§ Exercises:
**a.** Answer these questions using the linear regression notes, giving each answer on its own line with the matching mark:
(i) What does Machine Learning focus on, as opposed to Statistics?
(ii) Which two parameters does the basic idea of linear regression seek to find?
(iii) Which two techniques does the text name as motivated by the simplification \(\theta = X^T y\)?
**b.** Continue the linear regression notes from their last sentence, picking up the section on linear models for classification.

§ Excerpt provided:
— BEGIN —

Why?
What changes with Machine Learning from Statistics? There is a slight caveat with respect to the end goal. Statistics and its tools focus on finding knowledge about the world. Machine Learning is more about making predictions.
Linear Regression
Linear regression is simple enough to understand notions of machine learning. For some given function of data, the basic idea is to find parameters (slope and offset) using part of the data which gives it the best fit-'learning', and there on is expected to also fit some other related data with some error-'predictions'. This particular task is simple enough and can be solved analytically. But we look at the machine learning paradigm which allows us to build on more complicated tasks.
Given \(x^d_1, x^d_2,...,x^d_N\), we want to find parameters \(\theta_{1 \times D}\) s.t. the Mean-Squared Error is lowest between the output of \(f(x_i) = \theta x_i + b\) for \(i=1,2,...,N\) and the actual known output \(y_i\):
\[\textrm{min} \quad L(\theta) = \frac{1}{N} \sum_{i=1}^N (y_i - f(x_i))^2\]
Again, we can solve for this analytically but we want to define a numerical procedure that would also work with complex problems in higher dimensions.
Gradient Descent:
The gradient of a function at a given point gives the direction of maximum increase of that function. Gradients can be efficiently computed numerically atleast for convex quadratic functions (this is the case of MSE). As such, we can use the negative gradient to find and iteratively update the parameters in the negative gradient direction \(\theta_{1 \times D}\) after an initial guess, which would cause our loss function to MSE decrease until we arrive at an acceptable minima of the loss function.
\[\nabla L(\theta) = \frac{2}{N} \sum_{i=1}^N (y_i - \theta x_i)x_i\]
We can thus use the following update rule:
\[\theta \leftarrow \theta - \eta \nabla L(\theta)\]
to arrive at a minimum of the MSE function.
Note that analytically,
\[\theta \rightarrow \theta_{min}\]
for
\[\nabla L(\theta) = 0\]
\[\implies \frac{2}{N} \sum_{i=1}^N (y_i - \theta x_i)x_i = 0\]
\[\implies \sum_{i=1}^N (y_i x_i - \theta {x_i}^2) = 0\]
\[\implies \theta = \frac{\sum_{i=1}^N y_i x_i}{\sum_{i=1}^N {x_i}^2}\]
\[\implies \theta = (X^T X)^{-1} X^T y\]
where \(X\) is the data matrix.
Note that if \((X^T X)^{-1} = I\), which would be the case if \(X\) is an orthogonal matrix (\(x_i\) are othogonal features with \(x^T_i x_j = 1 \) and thus uncorelated) with norm 1, then \(\theta = X^T y\), i.e. the regression coefficients of each predictor can be computed independently, which is a great simplification. This is one of the motivations for PCA and whitening.
Linear Model for classification
Linear classification means dividing the input space into region via decision boundaries/surfaces which are linear functions of the input vector \(X\).

— END —

[Named-object pointing entries]

— BEGIN —

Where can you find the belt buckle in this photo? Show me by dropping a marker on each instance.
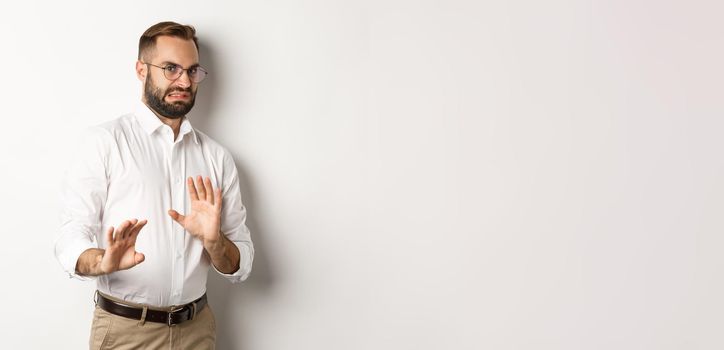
(170, 314)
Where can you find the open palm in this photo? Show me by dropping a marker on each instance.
(204, 220)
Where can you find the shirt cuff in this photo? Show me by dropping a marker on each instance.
(69, 259)
(246, 256)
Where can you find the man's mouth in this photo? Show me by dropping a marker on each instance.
(179, 96)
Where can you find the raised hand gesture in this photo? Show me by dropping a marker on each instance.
(120, 253)
(204, 220)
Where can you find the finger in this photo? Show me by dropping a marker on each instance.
(139, 258)
(109, 236)
(217, 198)
(129, 230)
(177, 217)
(121, 228)
(200, 188)
(192, 189)
(209, 189)
(137, 229)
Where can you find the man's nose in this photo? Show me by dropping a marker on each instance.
(184, 80)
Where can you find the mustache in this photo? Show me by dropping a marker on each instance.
(177, 89)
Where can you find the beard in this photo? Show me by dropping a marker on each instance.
(156, 100)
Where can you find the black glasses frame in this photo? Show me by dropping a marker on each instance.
(166, 72)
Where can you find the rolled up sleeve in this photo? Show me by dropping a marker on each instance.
(233, 221)
(82, 197)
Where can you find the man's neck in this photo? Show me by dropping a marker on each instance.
(174, 123)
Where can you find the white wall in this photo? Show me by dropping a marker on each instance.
(418, 174)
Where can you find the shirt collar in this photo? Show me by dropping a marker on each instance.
(150, 122)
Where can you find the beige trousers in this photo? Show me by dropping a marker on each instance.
(110, 331)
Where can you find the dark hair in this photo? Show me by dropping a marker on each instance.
(148, 39)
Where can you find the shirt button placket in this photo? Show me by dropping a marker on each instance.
(178, 195)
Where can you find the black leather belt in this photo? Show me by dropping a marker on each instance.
(178, 315)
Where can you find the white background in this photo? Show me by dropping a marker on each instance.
(418, 174)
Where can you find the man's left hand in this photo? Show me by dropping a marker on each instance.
(204, 220)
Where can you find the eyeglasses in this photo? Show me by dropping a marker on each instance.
(174, 71)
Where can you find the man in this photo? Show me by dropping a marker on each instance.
(123, 199)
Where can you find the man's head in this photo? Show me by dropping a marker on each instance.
(168, 65)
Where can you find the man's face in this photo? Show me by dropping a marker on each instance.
(171, 99)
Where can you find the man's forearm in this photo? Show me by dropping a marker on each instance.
(89, 262)
(224, 255)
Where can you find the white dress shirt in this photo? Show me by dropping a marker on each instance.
(132, 167)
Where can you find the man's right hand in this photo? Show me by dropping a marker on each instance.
(120, 252)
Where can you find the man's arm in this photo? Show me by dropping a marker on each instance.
(204, 223)
(120, 253)
(224, 255)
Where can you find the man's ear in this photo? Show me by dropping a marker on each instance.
(141, 71)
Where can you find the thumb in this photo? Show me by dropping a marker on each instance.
(176, 216)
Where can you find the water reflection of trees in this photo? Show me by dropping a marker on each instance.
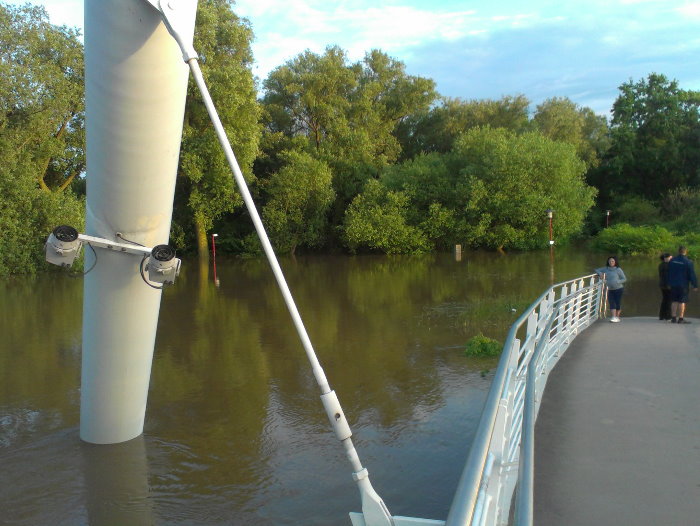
(40, 321)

— END —

§ Expected answers:
**a.**
(i) Making predictions, while Statistics focuses on finding knowledge about the world.
(ii) Slope and offset.
(iii) PCA and whitening.

**b.**
There are two distinct approaches to classification:
The perceptron algorithm
The perceptron criteria is defined as follows,
\[L_p(\theta) = -\sum_{n \in M} \theta^T \phi(x_n) t_n\]
where \(\phi(.)\) can be a non-linear transformation, \(M\) the subset of points that are incorrectly classified and \(t_n \in {-1, +1} \). Therefore, \(L_p(\theta)\) associates a zero erroe with any pattern that is correctly classified, else minimizes \(-\theta^T \phi(x_n) t_n\), i.e. the contribution to the error for a misclassified pattern is a linear function of \(\theta\) and zero elsewhere. Being a piecewise linear function, gradient descent can be applied.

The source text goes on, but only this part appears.